All of the data that follows should be output again without any alteration.

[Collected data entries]
--- START ---
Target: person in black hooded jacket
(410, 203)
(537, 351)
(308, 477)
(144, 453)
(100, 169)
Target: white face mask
--- END ---
◆ Output for this exercise:
Target: person in black hooded jacket
(410, 203)
(537, 351)
(308, 477)
(144, 453)
(100, 169)
Target: white face mask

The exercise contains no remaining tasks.